Document section |
▼

Last Friday, an Eastern District of Pennsylvania court dismissed Hayriye Beril Gok’s claims in two business tort and antitrust lawsuits, derivative of an initial sexual harassment suit filed by the plaintiff. The opinion, dismissing the federal claims with prejudice, for now concludes the cases stemming from what the plaintiff contended was her illegal termination from the medical residency program at Mercy Catholic Medical Center (Mercy) in 2015.
The court explained that in the plaintiff’s first case, the hospital secured summary judgment after the plaintiff twice appealed to the Third Circuit. “It is important that Plaintiff’s current claims stem from perceived wrongdoings throughout that litigation,” the court wrote.
The present order addresses the plaintiff’s second case against Mercy and other defendants, including the hospital it merged with, Trinity Health. The court explains that the thrust of that case focused on the plaintiff’s “perception that Mercy doctors and supervisors had manipulated or falsified her residency evaluations to make her performance seem worse than it was, leading to her termination.”
The plaintiff’s second amended complaint also brought federal antitrust claims, asserting that the Trinity and Mercy merger substantially reduced competition in the healthcare industry, created a monopoly, and that her sexual harassment lawsuit would have interfered with the hospitals’ plans to merge, and she was consequently retaliated against. The second case was lodged by the plaintiff against her former legal counsel, who she claims committed various professional wrongdoings during her previous employment litigation.
The court states that after reviewing the voluminous pleadings and briefs, the plaintiff’s claims “are not plausible, are not supported by sufficient factual allegations, and find no support in Supreme Court or Third Circuit precedent.” The defendants collectively argued that the plaintiff improperly attempted to relitigate her failed contentions in the prior action, and that her claims were plagued with other defects.
The court agrees with the defendants. As to the plaintiff’s antitrust claims against Mercy and others, the court explains that “apart from being several years late under the limitations period, Plaintiff has not alleged an injury with any link to the merger—her injuries would have occurred even without the merger, and her termination had nothing to do with whether the merger was anticompetitive.”

▲

Entries shown |
▼

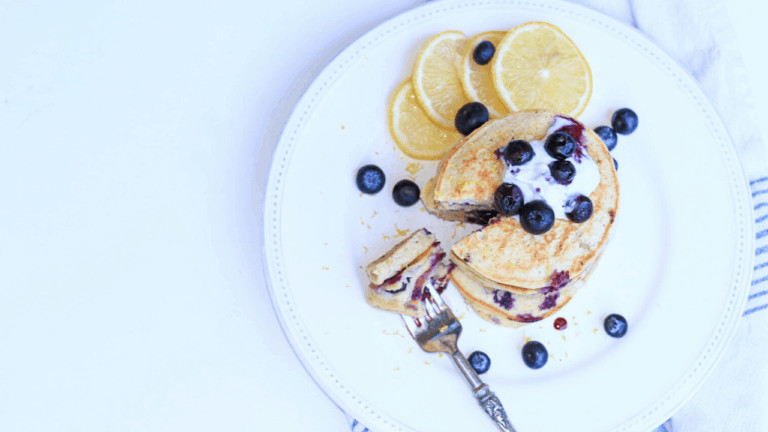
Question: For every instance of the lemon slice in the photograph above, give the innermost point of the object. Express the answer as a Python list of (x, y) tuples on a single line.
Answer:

▲
▼

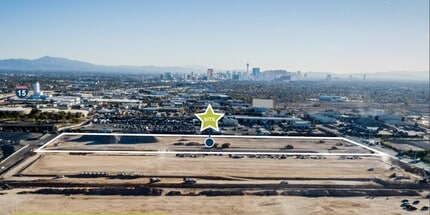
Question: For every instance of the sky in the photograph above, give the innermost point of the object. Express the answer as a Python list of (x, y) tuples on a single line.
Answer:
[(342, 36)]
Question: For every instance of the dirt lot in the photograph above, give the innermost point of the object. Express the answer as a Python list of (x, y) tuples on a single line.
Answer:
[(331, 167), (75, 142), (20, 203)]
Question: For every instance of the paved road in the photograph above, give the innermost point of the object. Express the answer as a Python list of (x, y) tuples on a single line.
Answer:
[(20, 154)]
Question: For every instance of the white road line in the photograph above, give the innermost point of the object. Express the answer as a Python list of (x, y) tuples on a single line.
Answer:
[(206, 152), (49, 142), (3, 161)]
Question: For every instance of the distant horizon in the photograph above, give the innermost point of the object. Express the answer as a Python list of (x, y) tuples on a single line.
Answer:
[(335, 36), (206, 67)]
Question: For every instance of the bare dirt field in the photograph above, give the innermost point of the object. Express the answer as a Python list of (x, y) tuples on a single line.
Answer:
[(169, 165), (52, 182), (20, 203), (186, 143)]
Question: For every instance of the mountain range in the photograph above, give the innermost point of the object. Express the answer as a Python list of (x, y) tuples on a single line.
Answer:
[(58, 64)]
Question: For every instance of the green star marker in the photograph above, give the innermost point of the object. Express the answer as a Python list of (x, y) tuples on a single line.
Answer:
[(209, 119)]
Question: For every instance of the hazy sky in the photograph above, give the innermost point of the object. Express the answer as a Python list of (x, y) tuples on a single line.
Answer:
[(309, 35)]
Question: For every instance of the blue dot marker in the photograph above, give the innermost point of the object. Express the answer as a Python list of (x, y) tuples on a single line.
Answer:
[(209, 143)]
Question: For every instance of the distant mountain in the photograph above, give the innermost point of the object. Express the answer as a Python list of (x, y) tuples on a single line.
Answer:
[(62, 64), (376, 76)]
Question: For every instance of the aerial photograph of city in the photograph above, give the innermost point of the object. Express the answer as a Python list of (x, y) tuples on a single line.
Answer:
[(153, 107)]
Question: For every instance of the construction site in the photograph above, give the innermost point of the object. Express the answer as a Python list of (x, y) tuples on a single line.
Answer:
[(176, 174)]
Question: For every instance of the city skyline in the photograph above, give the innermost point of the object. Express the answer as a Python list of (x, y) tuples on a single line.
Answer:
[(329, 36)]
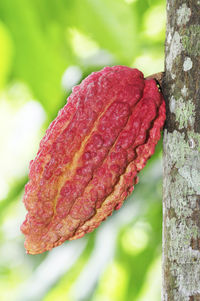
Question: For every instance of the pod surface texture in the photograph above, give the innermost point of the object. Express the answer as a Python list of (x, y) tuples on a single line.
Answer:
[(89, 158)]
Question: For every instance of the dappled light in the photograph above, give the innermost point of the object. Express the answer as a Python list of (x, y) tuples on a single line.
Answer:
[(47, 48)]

▲

Problem requirements |
Print, without changes, the stretch of the article on the dismissed Mercy lawsuits that begins at the words "The court states" and stops after "with other defects.".

Answer area |
The court states that after reviewing the voluminous pleadings and briefs, the plaintiff’s claims “are not plausible, are not supported by sufficient factual allegations, and find no support in Supreme Court or Third Circuit precedent.” The defendants collectively argued that the plaintiff improperly attempted to relitigate her failed contentions in the prior action, and that her claims were plagued with other defects.